**Job**:
Please copy everything from the line containing "point: sidewalk, one" down to the end of the records, requests included. Shift each answer coordinate by adding 6 to it, and leave all other numbers as they are.
--- BEGIN Dataset content ---
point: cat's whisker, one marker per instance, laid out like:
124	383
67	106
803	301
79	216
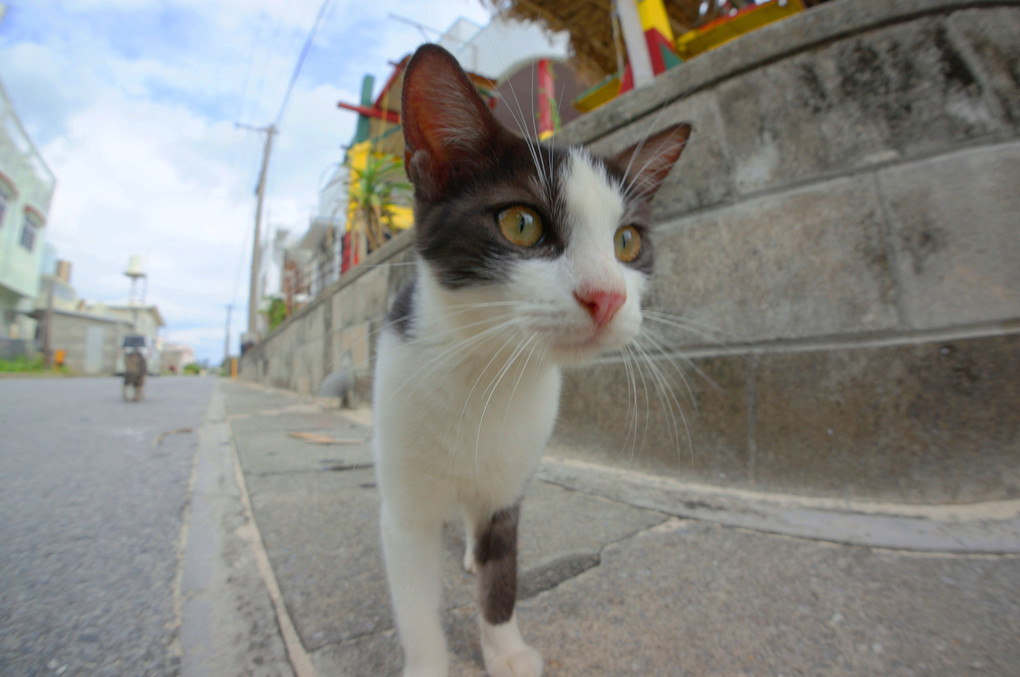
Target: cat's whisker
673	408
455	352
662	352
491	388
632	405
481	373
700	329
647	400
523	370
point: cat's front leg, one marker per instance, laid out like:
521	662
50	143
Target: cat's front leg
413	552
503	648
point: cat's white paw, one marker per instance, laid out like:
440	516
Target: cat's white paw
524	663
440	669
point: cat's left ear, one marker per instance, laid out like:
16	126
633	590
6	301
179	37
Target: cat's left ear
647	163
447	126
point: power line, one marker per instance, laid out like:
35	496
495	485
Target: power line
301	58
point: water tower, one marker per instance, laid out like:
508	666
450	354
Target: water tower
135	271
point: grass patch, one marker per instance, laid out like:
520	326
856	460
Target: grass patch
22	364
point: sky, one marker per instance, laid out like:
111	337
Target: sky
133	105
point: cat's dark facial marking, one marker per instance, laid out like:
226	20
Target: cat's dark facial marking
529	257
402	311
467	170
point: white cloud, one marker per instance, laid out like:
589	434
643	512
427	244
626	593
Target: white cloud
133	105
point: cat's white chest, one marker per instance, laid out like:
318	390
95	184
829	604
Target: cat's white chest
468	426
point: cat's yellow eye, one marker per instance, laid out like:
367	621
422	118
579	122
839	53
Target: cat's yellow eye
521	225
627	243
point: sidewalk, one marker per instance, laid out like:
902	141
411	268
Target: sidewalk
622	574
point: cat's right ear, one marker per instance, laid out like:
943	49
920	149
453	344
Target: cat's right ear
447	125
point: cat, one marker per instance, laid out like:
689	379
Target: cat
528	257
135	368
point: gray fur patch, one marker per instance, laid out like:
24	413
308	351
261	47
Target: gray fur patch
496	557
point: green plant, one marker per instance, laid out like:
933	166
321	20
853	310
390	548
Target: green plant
--- END Dataset content ---
**Result**:
point: sidewalk, one marker per instance, laid out like:
902	141
411	268
Target: sidewalk
628	580
point: cat's right ear, one marker per instance, laid out like:
943	49
920	149
453	344
Target: cat's right ear
453	131
point: cat, one marker per instance, laid out like:
689	379
Target: cat
534	263
141	374
point: gray fur patch, one marker per instance, laid out like:
24	413
308	351
261	47
Target: gray fur patch
502	563
point: green plant, one marker per instance, laid out like:
933	166
321	20
853	310
390	548
Target: green plant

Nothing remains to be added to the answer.